- **Problems to work on**
A: From the draft discussion, copy the passage starting at "As for the running" and ending at "Northwestern's Mike Kafka.", word for word.
B: Name every wide receiver prospect that the draft discussion lists in the question asked by Steelmann58.

- **Provided text**
######
Changing your username is close to impossible here. You'll have to sign up again. As for your question on the safeties, Allen is getting so much attention right now, but I like Jones much more. He's bigger, will be a punishing force over the middle, and will have much more of an impact on special teams. His ball skills aren't as good as Allen's, but, at 21, Jones has greater upside and I think will develop those ball skills.
Steelmann58: What do you think about these later-round wide receiver prospects: Freddie Barnes, Blair White and Shay Hodge? Also, how will the Steelers go about replacing Willie Parker as Rashard Mendenhall's sidekick in the backfield?
I'm thinking White and Hodge are mid-rounders while Barnes is a late-rounder. I like all three. White may not have the raw tools that Hodge has, but he was a decent punt returner and that's always a good sign of athletic ability. Plus, White has a better work ethic. Barnes, the leading college receiver last year, is more of a possession receiver, but he could surprise. It's hard to knock that productivity.
As for the running back, I'm hoping they replace Parker in the draft, but the aforementioned idea of signing Jamal Lewis as a cheap free agent appeals to me. Those who don't follow the Steelers closely believe Mendenhall's build makes him a short-yardage back, and that a back like C.J. Spiller would make a better replacement for Parker. While I really like Spiller, I don't agree that Mendenhall is a quality power back. I think they need one.
No, I'm not comfortable with them at all. Batch has been injured most of his career and can hardly get through a series anymore without getting hurt. And Dixon's legs are so skinny that Bruce Arians used it as an excuse for not running him more in his uneven start against the Ravens. I'd prefer another third-teamer than Batch. Tyler Palko is one option. My favorite late-rounder is Northwestern's Mike Kafka.
Draftnut: What's your opinion of Corey Wootton? Given the age of the Steelers' defensive line, could he be included in a group with a trade-down in mind?
In an interview we have on our front page, Wootton said he's ready to show everyone at the combine how much more explosive he is now that he's had a full year to recover from his ACL injury from the 2008 bowl season. But he also talked about playing OLB in a 3-4. Are you kidding me? People think anyone can play that position, and it's just not true. If he's that light, than he's no 3-4 DE, and that was the Steelers' hope as they scouted him closely all season.
######
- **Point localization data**
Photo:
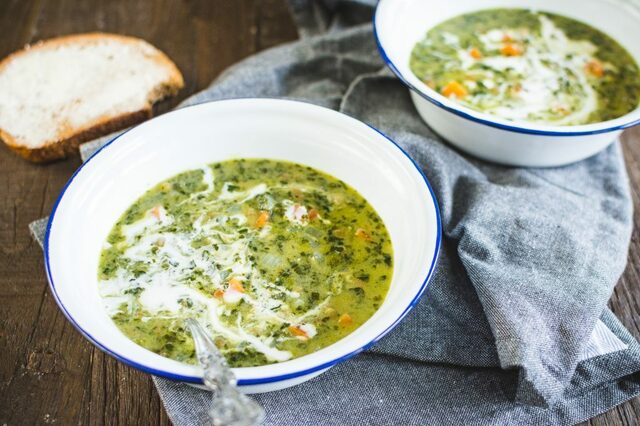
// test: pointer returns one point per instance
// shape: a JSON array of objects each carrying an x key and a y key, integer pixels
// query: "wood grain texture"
[{"x": 49, "y": 374}]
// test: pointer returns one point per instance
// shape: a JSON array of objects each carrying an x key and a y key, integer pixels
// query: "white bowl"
[
  {"x": 400, "y": 24},
  {"x": 99, "y": 192}
]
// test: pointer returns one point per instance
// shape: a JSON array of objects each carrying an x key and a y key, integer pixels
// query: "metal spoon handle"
[{"x": 229, "y": 406}]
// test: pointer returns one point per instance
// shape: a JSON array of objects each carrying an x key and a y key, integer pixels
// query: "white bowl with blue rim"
[
  {"x": 189, "y": 138},
  {"x": 400, "y": 24}
]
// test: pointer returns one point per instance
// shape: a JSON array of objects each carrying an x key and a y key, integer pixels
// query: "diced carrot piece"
[
  {"x": 362, "y": 234},
  {"x": 236, "y": 285},
  {"x": 297, "y": 331},
  {"x": 345, "y": 320},
  {"x": 339, "y": 232},
  {"x": 453, "y": 88},
  {"x": 155, "y": 212},
  {"x": 262, "y": 219},
  {"x": 510, "y": 49},
  {"x": 595, "y": 68}
]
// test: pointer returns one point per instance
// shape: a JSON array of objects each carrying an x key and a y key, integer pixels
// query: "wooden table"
[{"x": 48, "y": 372}]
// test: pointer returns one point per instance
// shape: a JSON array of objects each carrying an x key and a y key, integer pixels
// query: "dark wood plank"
[{"x": 49, "y": 373}]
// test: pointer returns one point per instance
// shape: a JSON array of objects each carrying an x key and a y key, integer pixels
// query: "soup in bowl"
[
  {"x": 544, "y": 84},
  {"x": 296, "y": 235}
]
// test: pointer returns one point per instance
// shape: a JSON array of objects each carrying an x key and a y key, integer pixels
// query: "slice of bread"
[{"x": 61, "y": 92}]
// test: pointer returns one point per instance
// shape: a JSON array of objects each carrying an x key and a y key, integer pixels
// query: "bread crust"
[{"x": 68, "y": 141}]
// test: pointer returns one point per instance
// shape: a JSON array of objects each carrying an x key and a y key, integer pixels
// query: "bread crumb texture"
[{"x": 66, "y": 90}]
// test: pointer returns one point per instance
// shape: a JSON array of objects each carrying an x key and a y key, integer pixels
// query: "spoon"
[{"x": 229, "y": 406}]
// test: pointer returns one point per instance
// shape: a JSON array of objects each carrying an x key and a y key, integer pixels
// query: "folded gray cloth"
[{"x": 514, "y": 326}]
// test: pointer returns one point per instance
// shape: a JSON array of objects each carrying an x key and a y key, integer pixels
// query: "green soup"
[
  {"x": 519, "y": 64},
  {"x": 275, "y": 259}
]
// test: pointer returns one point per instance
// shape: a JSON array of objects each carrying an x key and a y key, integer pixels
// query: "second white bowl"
[{"x": 400, "y": 24}]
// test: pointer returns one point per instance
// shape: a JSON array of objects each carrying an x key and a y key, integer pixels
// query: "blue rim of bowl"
[
  {"x": 264, "y": 380},
  {"x": 488, "y": 122}
]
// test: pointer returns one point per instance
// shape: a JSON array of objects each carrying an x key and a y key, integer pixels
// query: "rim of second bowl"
[
  {"x": 264, "y": 380},
  {"x": 630, "y": 119}
]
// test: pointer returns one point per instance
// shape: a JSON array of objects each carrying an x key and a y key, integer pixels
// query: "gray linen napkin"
[{"x": 514, "y": 326}]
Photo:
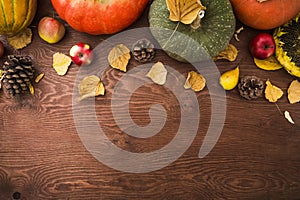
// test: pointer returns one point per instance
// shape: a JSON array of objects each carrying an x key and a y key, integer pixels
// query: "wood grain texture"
[{"x": 42, "y": 156}]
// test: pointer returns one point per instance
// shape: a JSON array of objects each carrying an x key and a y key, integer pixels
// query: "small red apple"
[
  {"x": 1, "y": 49},
  {"x": 51, "y": 30},
  {"x": 81, "y": 54},
  {"x": 262, "y": 46}
]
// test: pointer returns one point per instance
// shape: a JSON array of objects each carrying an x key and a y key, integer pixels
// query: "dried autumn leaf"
[
  {"x": 270, "y": 63},
  {"x": 21, "y": 40},
  {"x": 119, "y": 57},
  {"x": 229, "y": 53},
  {"x": 288, "y": 117},
  {"x": 238, "y": 32},
  {"x": 195, "y": 81},
  {"x": 31, "y": 88},
  {"x": 39, "y": 77},
  {"x": 272, "y": 92},
  {"x": 158, "y": 73},
  {"x": 294, "y": 92},
  {"x": 61, "y": 63},
  {"x": 185, "y": 11},
  {"x": 90, "y": 86}
]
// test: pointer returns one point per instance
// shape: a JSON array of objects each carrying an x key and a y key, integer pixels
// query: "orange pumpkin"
[
  {"x": 265, "y": 14},
  {"x": 99, "y": 17}
]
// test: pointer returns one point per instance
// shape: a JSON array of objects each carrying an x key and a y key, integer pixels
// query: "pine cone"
[
  {"x": 143, "y": 50},
  {"x": 18, "y": 73},
  {"x": 251, "y": 87}
]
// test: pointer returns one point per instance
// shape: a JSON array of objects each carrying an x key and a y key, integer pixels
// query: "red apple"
[
  {"x": 81, "y": 54},
  {"x": 1, "y": 49},
  {"x": 51, "y": 30},
  {"x": 262, "y": 46}
]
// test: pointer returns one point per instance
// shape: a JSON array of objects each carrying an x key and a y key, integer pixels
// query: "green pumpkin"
[
  {"x": 16, "y": 15},
  {"x": 178, "y": 39}
]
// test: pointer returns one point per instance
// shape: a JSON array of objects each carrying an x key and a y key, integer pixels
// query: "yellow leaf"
[
  {"x": 294, "y": 92},
  {"x": 31, "y": 88},
  {"x": 21, "y": 40},
  {"x": 229, "y": 53},
  {"x": 272, "y": 92},
  {"x": 288, "y": 117},
  {"x": 270, "y": 63},
  {"x": 61, "y": 63},
  {"x": 158, "y": 73},
  {"x": 185, "y": 11},
  {"x": 119, "y": 57},
  {"x": 195, "y": 81},
  {"x": 39, "y": 77},
  {"x": 90, "y": 86}
]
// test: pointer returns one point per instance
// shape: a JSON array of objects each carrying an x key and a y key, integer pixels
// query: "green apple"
[{"x": 51, "y": 30}]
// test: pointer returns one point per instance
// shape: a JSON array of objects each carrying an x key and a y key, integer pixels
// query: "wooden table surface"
[{"x": 42, "y": 156}]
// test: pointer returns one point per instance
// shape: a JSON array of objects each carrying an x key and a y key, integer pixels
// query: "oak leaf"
[
  {"x": 270, "y": 63},
  {"x": 272, "y": 92},
  {"x": 158, "y": 73},
  {"x": 229, "y": 53},
  {"x": 294, "y": 92},
  {"x": 185, "y": 11},
  {"x": 195, "y": 81},
  {"x": 288, "y": 117}
]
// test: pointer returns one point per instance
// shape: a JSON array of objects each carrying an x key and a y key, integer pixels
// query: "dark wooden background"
[{"x": 42, "y": 157}]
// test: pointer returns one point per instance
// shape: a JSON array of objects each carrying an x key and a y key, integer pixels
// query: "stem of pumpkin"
[{"x": 171, "y": 35}]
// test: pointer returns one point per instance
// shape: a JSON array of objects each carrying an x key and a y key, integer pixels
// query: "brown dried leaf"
[
  {"x": 185, "y": 11},
  {"x": 39, "y": 77},
  {"x": 294, "y": 92},
  {"x": 119, "y": 57},
  {"x": 61, "y": 63},
  {"x": 195, "y": 81},
  {"x": 229, "y": 53},
  {"x": 90, "y": 86},
  {"x": 272, "y": 92},
  {"x": 21, "y": 40},
  {"x": 158, "y": 73}
]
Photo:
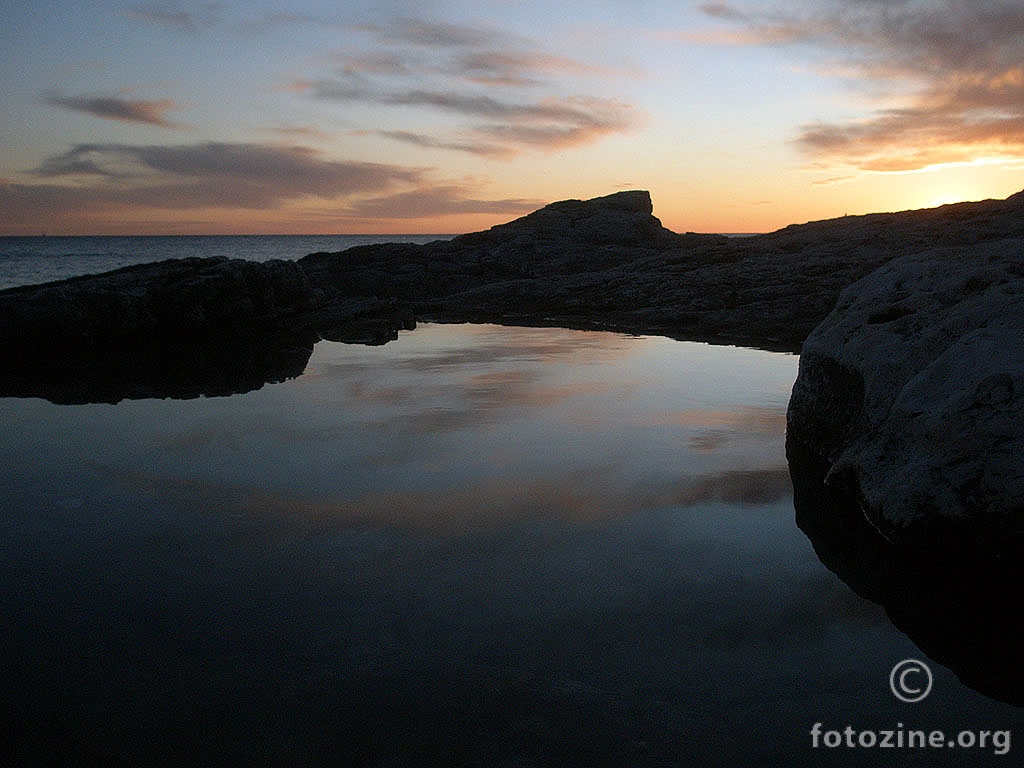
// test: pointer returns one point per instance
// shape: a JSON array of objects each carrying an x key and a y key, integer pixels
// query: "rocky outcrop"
[
  {"x": 954, "y": 608},
  {"x": 912, "y": 390},
  {"x": 605, "y": 263},
  {"x": 165, "y": 301}
]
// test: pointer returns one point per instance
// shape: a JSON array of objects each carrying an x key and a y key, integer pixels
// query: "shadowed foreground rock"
[
  {"x": 958, "y": 608},
  {"x": 603, "y": 263},
  {"x": 912, "y": 390}
]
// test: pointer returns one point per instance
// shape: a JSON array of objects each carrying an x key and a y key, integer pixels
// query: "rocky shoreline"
[
  {"x": 910, "y": 327},
  {"x": 604, "y": 263}
]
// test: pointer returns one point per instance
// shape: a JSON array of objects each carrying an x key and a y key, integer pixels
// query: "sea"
[
  {"x": 473, "y": 546},
  {"x": 30, "y": 260}
]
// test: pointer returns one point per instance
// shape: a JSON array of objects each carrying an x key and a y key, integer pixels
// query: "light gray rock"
[{"x": 912, "y": 388}]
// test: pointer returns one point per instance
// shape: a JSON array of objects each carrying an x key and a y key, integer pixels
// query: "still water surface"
[{"x": 474, "y": 546}]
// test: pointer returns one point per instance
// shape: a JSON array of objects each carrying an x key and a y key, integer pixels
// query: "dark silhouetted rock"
[
  {"x": 912, "y": 388},
  {"x": 603, "y": 263},
  {"x": 956, "y": 608}
]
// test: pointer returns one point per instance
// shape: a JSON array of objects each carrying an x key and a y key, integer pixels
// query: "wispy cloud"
[
  {"x": 954, "y": 68},
  {"x": 104, "y": 182},
  {"x": 117, "y": 108},
  {"x": 499, "y": 93},
  {"x": 183, "y": 15},
  {"x": 212, "y": 174}
]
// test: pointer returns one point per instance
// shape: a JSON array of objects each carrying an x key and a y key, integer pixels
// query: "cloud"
[
  {"x": 429, "y": 202},
  {"x": 211, "y": 174},
  {"x": 953, "y": 67},
  {"x": 179, "y": 15},
  {"x": 499, "y": 94},
  {"x": 115, "y": 108},
  {"x": 110, "y": 182},
  {"x": 483, "y": 148}
]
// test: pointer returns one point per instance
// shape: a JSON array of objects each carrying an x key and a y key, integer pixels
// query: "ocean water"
[
  {"x": 32, "y": 260},
  {"x": 475, "y": 546}
]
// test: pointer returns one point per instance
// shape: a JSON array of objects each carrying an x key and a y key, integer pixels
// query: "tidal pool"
[{"x": 474, "y": 546}]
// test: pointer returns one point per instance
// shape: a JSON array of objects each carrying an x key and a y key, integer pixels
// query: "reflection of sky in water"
[{"x": 530, "y": 542}]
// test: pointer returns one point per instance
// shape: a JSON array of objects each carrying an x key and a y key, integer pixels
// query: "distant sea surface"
[{"x": 27, "y": 261}]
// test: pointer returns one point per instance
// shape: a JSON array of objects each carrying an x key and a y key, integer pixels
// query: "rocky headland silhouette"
[
  {"x": 909, "y": 327},
  {"x": 905, "y": 429}
]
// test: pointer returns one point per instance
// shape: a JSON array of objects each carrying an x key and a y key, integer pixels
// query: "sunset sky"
[{"x": 445, "y": 117}]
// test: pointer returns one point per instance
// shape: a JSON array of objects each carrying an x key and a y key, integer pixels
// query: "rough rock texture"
[
  {"x": 954, "y": 608},
  {"x": 605, "y": 263},
  {"x": 174, "y": 299},
  {"x": 912, "y": 388}
]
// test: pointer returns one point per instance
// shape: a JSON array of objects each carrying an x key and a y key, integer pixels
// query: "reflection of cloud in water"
[{"x": 592, "y": 496}]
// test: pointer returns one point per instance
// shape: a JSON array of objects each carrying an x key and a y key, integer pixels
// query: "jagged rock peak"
[{"x": 622, "y": 218}]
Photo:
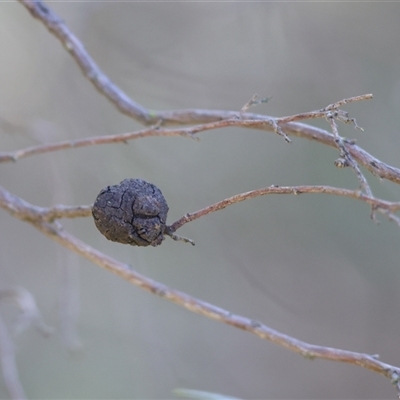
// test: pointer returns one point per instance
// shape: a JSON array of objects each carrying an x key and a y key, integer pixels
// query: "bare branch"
[
  {"x": 58, "y": 234},
  {"x": 9, "y": 365},
  {"x": 380, "y": 205}
]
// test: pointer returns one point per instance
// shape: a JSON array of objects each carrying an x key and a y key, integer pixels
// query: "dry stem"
[{"x": 43, "y": 218}]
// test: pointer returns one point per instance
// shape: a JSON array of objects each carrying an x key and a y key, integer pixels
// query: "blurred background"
[{"x": 313, "y": 266}]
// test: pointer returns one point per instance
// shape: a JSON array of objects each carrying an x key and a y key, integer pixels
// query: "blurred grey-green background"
[{"x": 314, "y": 267}]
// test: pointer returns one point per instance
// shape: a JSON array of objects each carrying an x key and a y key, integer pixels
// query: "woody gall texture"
[{"x": 133, "y": 212}]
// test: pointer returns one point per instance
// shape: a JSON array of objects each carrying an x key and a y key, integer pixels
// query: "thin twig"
[
  {"x": 310, "y": 351},
  {"x": 383, "y": 206}
]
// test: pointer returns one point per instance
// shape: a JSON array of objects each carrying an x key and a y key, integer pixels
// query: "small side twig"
[{"x": 56, "y": 232}]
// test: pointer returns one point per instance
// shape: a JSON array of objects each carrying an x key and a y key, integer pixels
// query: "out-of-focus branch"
[
  {"x": 383, "y": 206},
  {"x": 56, "y": 232},
  {"x": 9, "y": 365},
  {"x": 28, "y": 212},
  {"x": 197, "y": 116},
  {"x": 29, "y": 316}
]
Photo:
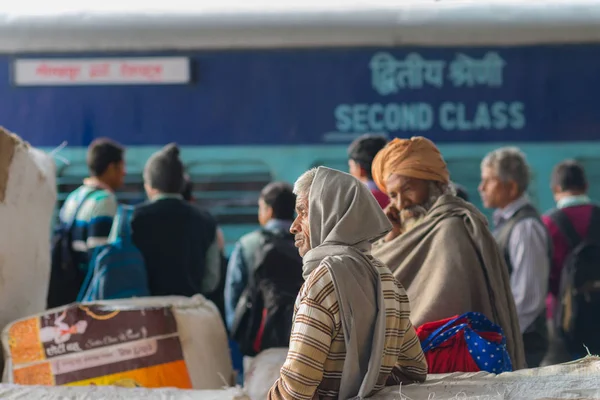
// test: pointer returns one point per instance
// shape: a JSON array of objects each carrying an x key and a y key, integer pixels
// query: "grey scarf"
[{"x": 344, "y": 220}]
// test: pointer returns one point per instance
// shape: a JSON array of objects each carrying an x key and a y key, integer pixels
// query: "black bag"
[
  {"x": 268, "y": 301},
  {"x": 66, "y": 277},
  {"x": 576, "y": 315}
]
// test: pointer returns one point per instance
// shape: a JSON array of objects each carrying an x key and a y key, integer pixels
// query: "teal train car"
[{"x": 253, "y": 94}]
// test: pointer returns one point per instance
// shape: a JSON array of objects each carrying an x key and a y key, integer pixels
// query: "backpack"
[
  {"x": 66, "y": 275},
  {"x": 264, "y": 314},
  {"x": 117, "y": 269},
  {"x": 576, "y": 315}
]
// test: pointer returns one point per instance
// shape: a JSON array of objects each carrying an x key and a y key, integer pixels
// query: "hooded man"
[
  {"x": 441, "y": 248},
  {"x": 352, "y": 334}
]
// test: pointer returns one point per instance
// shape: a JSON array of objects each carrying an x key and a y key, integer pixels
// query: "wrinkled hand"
[{"x": 394, "y": 216}]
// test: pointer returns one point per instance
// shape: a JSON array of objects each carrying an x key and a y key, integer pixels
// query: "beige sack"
[{"x": 144, "y": 342}]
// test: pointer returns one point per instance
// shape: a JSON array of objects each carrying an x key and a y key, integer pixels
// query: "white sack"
[
  {"x": 14, "y": 392},
  {"x": 575, "y": 380},
  {"x": 27, "y": 201},
  {"x": 145, "y": 342}
]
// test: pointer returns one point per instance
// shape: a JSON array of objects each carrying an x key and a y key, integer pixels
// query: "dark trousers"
[{"x": 536, "y": 341}]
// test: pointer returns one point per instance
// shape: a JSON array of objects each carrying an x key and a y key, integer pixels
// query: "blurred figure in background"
[
  {"x": 360, "y": 158},
  {"x": 461, "y": 191},
  {"x": 574, "y": 228},
  {"x": 524, "y": 242}
]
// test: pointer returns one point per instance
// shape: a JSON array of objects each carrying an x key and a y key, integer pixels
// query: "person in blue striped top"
[{"x": 93, "y": 222}]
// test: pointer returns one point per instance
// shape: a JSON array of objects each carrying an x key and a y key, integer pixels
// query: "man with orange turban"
[{"x": 441, "y": 249}]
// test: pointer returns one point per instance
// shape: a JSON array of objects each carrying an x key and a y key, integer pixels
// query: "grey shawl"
[
  {"x": 450, "y": 264},
  {"x": 344, "y": 220}
]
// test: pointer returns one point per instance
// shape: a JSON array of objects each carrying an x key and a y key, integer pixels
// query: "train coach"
[{"x": 265, "y": 92}]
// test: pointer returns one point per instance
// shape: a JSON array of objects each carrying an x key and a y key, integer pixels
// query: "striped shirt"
[
  {"x": 94, "y": 220},
  {"x": 313, "y": 368}
]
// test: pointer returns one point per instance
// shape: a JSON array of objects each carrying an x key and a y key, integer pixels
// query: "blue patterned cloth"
[{"x": 489, "y": 355}]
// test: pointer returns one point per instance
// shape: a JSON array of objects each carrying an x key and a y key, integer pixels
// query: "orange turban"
[{"x": 416, "y": 157}]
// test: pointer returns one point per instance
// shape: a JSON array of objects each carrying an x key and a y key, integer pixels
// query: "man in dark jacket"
[{"x": 177, "y": 239}]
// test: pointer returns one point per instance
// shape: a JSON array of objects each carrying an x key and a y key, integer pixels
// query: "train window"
[
  {"x": 467, "y": 172},
  {"x": 335, "y": 163},
  {"x": 230, "y": 191}
]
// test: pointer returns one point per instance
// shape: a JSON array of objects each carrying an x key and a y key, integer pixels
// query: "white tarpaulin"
[
  {"x": 27, "y": 200},
  {"x": 576, "y": 380}
]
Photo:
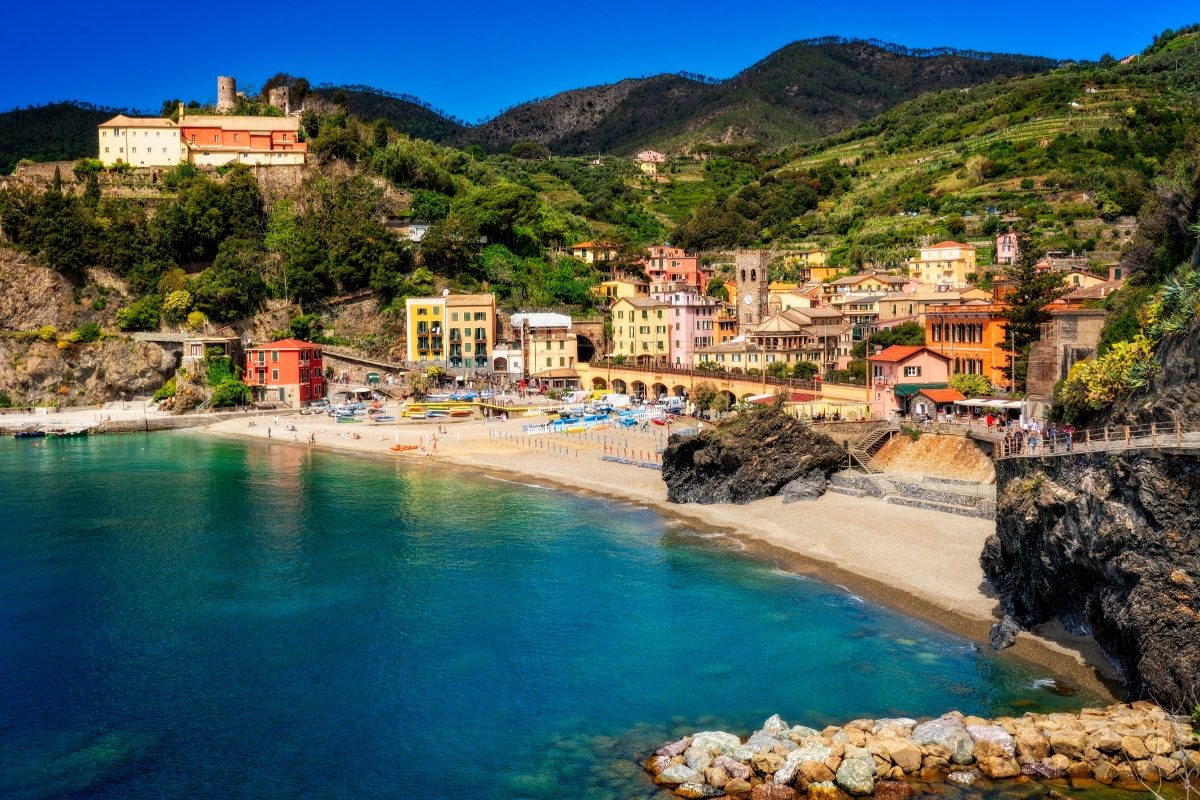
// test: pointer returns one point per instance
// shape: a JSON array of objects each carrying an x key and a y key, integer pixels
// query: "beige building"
[
  {"x": 640, "y": 330},
  {"x": 141, "y": 142},
  {"x": 945, "y": 264}
]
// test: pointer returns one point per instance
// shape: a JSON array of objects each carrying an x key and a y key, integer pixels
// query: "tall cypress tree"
[{"x": 1025, "y": 312}]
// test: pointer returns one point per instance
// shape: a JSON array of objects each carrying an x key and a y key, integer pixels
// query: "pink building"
[
  {"x": 691, "y": 320},
  {"x": 1006, "y": 248},
  {"x": 899, "y": 373},
  {"x": 673, "y": 265}
]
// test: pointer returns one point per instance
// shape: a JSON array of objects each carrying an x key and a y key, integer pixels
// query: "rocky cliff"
[
  {"x": 53, "y": 370},
  {"x": 1110, "y": 542},
  {"x": 756, "y": 455}
]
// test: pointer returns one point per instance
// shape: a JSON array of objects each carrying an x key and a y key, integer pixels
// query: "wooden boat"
[{"x": 66, "y": 433}]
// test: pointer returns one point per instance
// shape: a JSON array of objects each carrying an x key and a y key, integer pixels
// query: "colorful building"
[
  {"x": 594, "y": 251},
  {"x": 899, "y": 373},
  {"x": 691, "y": 320},
  {"x": 673, "y": 265},
  {"x": 945, "y": 264},
  {"x": 141, "y": 142},
  {"x": 288, "y": 372},
  {"x": 451, "y": 331},
  {"x": 213, "y": 140},
  {"x": 972, "y": 336},
  {"x": 1007, "y": 248},
  {"x": 640, "y": 330}
]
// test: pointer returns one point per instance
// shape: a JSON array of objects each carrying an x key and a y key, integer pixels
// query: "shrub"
[
  {"x": 139, "y": 316},
  {"x": 88, "y": 332},
  {"x": 165, "y": 391},
  {"x": 175, "y": 306},
  {"x": 229, "y": 392}
]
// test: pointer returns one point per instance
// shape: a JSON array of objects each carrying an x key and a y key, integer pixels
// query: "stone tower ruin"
[
  {"x": 750, "y": 272},
  {"x": 227, "y": 94},
  {"x": 280, "y": 97}
]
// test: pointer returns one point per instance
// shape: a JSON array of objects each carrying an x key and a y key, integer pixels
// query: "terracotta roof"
[
  {"x": 898, "y": 353},
  {"x": 642, "y": 302},
  {"x": 240, "y": 122},
  {"x": 942, "y": 395},
  {"x": 286, "y": 344},
  {"x": 121, "y": 120}
]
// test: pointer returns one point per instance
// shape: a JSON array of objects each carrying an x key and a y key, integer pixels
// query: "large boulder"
[
  {"x": 948, "y": 732},
  {"x": 747, "y": 458}
]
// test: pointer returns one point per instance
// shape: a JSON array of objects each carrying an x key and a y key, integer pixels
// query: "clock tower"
[{"x": 750, "y": 272}]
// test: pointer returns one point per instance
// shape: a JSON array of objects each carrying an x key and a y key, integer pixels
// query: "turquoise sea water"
[{"x": 191, "y": 618}]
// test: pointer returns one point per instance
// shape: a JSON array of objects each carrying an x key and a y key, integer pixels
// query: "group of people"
[{"x": 1032, "y": 437}]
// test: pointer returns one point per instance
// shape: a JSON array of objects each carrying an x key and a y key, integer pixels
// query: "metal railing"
[{"x": 1113, "y": 438}]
######
- **Per-task answers**
A:
As for the running back, I'm hoping they replace Parker in the draft, but the aforementioned idea of signing Jamal Lewis as a cheap free agent appeals to me. Those who don't follow the Steelers closely believe Mendenhall's build makes him a short-yardage back, and that a back like C.J. Spiller would make a better replacement for Parker. While I really like Spiller, I don't agree that Mendenhall is a quality power back. I think they need one.
No, I'm not comfortable with them at all. Batch has been injured most of his career and can hardly get through a series anymore without getting hurt. And Dixon's legs are so skinny that Bruce Arians used it as an excuse for not running him more in his uneven start against the Ravens. I'd prefer another third-teamer than Batch. Tyler Palko is one option. My favorite late-rounder is Northwestern's Mike Kafka.

B: Freddie Barnes, Blair White, Shay Hodge